Instruction — Please reproduce the rows below word for word, keeping every line in its original order.

──────────

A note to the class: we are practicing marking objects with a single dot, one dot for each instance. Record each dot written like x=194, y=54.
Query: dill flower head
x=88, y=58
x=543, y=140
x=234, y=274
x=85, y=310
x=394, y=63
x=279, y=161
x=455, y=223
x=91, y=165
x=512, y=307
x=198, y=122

──────────

Solution to this exercise —
A note to the class: we are practicing marking objects with a single dot, one dot for each instance. Record each dot written like x=194, y=54.
Query: dill flower head
x=88, y=58
x=543, y=140
x=234, y=274
x=85, y=310
x=394, y=63
x=279, y=161
x=455, y=223
x=91, y=165
x=512, y=307
x=198, y=122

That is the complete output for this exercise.